▶ **QUOTED PASSAGE**
^^^^^^^^^^^^^^^^

Studio album by the Elvis Brothers
- Released: 1983
- Recorded: Power Station, New York City
- Genre: Rock/pop
- Length: 38:54
- Label: Portrait
- Producer: Lance Quinn, Tony Bonjovi

The Elvis Brothers chronology
|  | Movin' Up (1983) | Adventure Time (1985) |

Singles from Movin' Up
- "Fire in the City" Released: 1983; "Hidden in a Heartbeat" Released: 1983;

= Movin' Up (album) =

Movin' Up is the debut album for the rock/pop trio the Elvis Brothers. The album was released in 1983 on Portrait Records. The album was recorded at the Power Station in New York City, and produced by Lance Quinn and Tony Bongiovi.

The album was reissued in 1995 by Sony/Recession Records with their second album Adventure Time, with both albums on a single CD.

==Reception==
- Writing for AllMusic, Jim Worbois described the album as "a nice LP of light, enjoyable, pop songs."
- Renowned music critic Robert Christgau said "If you're really committed to the 'fun' only unpretentious pop can provide, you might as well go directly to these proud posers, who generate hooks in an abundance that will shame whatever 'authentic' locals you retain a sentimental yen for. Connoisseurs of pop plasticity will get an additional kick out of how affectlessly they shift from the usual ersatz teen romance to equally meaningless and equally commercial outlaw and rebel themes. Plus an uncanny Beatle impression on 'It's So Hard.' B− "

^^^^^^^^^^^^^^^^

▶ **INFORMATION SUPPLIED**

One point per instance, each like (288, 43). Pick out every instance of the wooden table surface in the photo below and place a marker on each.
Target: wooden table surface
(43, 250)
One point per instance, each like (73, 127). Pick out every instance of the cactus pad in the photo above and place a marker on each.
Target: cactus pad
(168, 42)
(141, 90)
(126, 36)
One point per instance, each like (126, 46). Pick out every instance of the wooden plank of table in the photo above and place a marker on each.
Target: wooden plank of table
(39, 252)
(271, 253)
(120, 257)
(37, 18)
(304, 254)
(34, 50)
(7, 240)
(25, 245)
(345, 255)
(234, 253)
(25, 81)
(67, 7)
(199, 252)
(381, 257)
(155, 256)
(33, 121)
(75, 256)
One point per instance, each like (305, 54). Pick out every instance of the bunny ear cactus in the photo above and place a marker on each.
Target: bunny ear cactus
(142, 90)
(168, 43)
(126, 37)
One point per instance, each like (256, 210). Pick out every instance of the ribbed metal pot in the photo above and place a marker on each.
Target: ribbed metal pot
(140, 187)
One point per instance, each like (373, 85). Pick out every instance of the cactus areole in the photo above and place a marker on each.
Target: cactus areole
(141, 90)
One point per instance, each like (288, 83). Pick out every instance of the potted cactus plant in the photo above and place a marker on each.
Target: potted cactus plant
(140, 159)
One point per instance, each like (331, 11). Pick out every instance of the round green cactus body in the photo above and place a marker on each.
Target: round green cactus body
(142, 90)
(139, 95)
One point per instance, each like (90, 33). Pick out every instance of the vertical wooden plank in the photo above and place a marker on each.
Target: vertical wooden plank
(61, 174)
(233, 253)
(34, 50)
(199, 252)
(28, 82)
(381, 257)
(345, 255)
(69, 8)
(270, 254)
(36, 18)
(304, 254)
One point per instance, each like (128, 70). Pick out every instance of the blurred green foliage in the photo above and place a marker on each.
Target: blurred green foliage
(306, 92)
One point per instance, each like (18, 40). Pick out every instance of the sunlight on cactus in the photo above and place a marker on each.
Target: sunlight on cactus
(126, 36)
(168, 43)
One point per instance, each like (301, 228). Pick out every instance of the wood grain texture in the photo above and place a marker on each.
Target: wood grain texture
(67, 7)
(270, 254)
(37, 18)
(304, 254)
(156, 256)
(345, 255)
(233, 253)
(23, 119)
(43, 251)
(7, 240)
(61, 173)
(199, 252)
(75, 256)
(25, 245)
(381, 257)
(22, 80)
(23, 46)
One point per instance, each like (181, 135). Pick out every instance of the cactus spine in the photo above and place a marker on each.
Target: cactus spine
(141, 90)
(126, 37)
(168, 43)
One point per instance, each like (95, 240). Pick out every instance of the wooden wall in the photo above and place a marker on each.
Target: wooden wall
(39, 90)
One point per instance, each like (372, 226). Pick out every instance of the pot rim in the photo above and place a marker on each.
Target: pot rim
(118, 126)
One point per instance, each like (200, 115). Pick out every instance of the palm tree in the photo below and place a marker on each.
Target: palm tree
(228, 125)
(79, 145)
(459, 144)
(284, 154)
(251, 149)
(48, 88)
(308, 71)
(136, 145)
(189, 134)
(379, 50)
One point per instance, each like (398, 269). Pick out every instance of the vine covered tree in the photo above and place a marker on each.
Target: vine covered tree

^^^^^^^^^^^^^^^^

▶ **YOUR TASK**
Edit the Movin' Up article by rewriting everything from "Movin' Up is" down to "and Tony Bongiovi." with "Portrait Records" replaced by "the Portrait label".

▶ **CORRECT RESPONSE**
Movin' Up is the debut album for the rock/pop trio the Elvis Brothers. The album was released in 1983 on the Portrait label. The album was recorded at the Power Station in New York City, and produced by Lance Quinn and Tony Bongiovi.